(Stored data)
**********

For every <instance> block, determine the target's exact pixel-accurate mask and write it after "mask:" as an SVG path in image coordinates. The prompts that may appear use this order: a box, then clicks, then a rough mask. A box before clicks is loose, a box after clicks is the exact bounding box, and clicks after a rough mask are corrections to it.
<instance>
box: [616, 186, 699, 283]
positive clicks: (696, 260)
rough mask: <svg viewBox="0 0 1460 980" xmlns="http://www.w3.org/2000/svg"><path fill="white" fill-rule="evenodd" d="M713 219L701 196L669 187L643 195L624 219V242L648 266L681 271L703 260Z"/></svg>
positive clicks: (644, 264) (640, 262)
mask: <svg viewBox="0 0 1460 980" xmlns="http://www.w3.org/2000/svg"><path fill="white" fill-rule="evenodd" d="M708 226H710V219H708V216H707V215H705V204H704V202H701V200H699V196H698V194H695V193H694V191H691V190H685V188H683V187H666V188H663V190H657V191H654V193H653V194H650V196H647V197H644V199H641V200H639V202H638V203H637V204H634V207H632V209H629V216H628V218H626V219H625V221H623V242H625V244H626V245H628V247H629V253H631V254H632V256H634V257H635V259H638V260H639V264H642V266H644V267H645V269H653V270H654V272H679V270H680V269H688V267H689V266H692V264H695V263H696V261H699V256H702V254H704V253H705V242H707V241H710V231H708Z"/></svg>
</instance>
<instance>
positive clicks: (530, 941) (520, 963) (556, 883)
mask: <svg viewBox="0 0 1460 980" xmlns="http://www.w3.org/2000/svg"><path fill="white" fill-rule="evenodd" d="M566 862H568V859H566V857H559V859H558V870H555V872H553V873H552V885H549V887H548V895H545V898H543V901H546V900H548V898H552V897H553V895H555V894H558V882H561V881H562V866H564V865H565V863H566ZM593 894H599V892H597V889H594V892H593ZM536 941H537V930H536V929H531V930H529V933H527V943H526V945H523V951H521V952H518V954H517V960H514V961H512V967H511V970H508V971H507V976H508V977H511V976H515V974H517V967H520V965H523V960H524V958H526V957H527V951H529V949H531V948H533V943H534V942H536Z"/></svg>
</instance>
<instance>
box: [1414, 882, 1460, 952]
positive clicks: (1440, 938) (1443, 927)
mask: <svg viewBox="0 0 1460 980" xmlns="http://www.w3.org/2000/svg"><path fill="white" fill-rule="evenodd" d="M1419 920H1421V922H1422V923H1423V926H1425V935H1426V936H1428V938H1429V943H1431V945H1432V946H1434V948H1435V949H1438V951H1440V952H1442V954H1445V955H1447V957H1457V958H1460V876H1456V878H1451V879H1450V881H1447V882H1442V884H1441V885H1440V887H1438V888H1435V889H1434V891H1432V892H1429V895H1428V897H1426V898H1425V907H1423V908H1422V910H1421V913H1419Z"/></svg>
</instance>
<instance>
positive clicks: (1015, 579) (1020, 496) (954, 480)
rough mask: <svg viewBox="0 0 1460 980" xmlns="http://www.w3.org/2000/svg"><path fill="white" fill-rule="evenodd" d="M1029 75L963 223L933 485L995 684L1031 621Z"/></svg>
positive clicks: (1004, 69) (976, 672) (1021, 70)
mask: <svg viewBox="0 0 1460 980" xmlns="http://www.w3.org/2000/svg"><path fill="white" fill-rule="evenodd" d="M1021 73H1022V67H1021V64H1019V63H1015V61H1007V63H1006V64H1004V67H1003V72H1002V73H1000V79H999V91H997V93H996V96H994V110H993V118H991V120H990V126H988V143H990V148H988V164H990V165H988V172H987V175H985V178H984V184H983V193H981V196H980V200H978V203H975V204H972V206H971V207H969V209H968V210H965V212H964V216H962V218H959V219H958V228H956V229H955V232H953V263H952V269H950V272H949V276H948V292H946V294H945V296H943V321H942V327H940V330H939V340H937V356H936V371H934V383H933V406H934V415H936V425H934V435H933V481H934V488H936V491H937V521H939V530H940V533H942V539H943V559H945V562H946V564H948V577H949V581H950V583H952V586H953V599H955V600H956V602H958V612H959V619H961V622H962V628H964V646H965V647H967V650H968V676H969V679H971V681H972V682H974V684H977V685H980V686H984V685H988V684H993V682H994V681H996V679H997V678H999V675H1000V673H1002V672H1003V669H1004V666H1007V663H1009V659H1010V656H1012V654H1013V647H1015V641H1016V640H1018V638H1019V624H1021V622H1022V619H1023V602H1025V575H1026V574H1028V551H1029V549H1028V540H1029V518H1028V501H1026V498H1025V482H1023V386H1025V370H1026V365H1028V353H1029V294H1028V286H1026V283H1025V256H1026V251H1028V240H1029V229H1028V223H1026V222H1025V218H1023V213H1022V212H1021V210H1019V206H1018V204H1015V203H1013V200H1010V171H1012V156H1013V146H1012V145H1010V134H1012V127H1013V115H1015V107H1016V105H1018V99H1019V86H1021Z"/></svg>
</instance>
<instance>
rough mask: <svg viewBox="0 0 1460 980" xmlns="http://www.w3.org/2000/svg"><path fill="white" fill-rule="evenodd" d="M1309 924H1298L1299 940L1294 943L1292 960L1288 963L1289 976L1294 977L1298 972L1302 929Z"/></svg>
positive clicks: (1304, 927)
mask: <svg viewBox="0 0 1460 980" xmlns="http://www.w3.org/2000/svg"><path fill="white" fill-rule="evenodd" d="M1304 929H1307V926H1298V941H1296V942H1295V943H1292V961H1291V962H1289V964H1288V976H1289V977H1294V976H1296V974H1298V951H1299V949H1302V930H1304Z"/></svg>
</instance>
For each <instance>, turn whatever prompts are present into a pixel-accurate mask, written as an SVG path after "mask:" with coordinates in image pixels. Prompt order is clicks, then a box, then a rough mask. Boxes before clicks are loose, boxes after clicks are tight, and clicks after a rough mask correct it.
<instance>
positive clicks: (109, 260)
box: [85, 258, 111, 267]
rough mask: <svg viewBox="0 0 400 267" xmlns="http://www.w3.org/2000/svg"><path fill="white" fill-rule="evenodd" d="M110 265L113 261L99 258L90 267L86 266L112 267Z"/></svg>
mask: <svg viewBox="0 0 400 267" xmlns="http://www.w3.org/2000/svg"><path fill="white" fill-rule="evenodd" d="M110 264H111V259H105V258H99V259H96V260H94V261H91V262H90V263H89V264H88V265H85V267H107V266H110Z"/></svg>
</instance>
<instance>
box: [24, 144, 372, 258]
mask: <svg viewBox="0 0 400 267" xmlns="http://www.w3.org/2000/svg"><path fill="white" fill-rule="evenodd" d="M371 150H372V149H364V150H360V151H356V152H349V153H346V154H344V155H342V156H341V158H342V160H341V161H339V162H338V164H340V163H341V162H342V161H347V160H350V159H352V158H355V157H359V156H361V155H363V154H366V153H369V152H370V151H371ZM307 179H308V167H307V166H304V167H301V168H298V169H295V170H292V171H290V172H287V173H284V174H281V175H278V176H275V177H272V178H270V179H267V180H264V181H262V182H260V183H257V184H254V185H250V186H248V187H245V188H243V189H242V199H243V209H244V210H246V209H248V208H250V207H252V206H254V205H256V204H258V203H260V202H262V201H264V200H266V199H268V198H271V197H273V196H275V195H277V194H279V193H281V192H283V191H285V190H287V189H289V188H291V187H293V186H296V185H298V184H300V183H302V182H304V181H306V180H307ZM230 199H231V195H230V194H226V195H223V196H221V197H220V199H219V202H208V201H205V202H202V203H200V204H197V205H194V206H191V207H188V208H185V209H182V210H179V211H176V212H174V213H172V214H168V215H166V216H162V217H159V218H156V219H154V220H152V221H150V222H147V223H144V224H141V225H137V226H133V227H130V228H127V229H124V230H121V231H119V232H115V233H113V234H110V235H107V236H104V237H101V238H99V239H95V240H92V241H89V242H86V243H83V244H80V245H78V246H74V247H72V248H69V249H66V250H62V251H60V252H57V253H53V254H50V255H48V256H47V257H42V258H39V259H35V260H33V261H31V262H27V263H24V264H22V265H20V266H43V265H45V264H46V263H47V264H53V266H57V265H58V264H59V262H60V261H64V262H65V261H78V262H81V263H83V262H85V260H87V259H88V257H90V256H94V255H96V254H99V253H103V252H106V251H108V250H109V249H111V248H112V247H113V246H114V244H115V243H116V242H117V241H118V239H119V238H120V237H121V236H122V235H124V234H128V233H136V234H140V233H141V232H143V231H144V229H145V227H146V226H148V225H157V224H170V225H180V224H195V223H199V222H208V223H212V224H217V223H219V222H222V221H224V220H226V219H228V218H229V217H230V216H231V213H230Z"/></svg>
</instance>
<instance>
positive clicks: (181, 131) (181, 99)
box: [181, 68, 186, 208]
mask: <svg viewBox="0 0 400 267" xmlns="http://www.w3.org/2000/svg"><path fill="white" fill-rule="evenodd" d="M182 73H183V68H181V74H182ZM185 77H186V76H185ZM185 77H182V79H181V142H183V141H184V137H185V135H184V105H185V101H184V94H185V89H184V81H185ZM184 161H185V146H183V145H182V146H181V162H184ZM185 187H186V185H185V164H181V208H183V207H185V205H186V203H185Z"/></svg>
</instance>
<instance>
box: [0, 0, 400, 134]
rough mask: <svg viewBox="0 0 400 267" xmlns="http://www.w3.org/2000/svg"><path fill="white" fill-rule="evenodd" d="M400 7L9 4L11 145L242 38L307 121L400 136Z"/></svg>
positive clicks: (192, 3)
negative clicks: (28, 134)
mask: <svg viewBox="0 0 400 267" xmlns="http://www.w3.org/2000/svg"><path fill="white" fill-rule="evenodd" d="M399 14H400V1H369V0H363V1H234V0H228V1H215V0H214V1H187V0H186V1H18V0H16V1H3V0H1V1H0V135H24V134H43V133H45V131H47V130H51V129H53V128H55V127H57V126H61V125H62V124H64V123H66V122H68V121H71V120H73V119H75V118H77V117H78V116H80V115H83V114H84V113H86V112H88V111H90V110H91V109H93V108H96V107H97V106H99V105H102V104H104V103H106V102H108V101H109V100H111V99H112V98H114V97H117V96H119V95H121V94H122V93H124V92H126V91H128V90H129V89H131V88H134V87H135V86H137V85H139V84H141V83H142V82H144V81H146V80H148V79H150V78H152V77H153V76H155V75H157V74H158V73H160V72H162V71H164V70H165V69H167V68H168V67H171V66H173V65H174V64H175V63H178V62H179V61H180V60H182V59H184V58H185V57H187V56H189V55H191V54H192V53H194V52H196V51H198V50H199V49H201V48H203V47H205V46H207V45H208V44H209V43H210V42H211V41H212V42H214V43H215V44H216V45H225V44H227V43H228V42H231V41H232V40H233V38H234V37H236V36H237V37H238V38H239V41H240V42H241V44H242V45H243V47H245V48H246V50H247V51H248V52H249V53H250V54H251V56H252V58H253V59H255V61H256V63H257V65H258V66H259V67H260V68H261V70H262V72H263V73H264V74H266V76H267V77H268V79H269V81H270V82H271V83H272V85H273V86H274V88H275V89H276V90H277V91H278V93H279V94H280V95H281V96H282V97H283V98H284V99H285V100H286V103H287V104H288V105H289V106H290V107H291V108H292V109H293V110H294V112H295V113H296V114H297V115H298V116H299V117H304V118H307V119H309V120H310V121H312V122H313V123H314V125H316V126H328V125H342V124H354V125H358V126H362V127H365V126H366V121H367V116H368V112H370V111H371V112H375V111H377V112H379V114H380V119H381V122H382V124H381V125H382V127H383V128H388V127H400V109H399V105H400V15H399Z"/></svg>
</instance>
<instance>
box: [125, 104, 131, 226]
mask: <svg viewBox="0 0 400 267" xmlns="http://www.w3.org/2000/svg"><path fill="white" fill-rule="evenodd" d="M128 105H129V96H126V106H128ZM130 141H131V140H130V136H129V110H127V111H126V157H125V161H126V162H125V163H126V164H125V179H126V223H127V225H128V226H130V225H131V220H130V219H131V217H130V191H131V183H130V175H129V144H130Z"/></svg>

**********

◆ DIRECTIONS FOR THIS TASK ◆
Only the lines above from the one with "positive clicks: (1015, 579)" up to and including the one with "75L963 223L933 485L995" should be repeated, exactly as written.

◆ TASK SOLUTION ◆
positive clicks: (1015, 579) (1020, 496) (954, 480)
rough mask: <svg viewBox="0 0 1460 980" xmlns="http://www.w3.org/2000/svg"><path fill="white" fill-rule="evenodd" d="M1029 75L963 223L933 485L995 684L1031 621Z"/></svg>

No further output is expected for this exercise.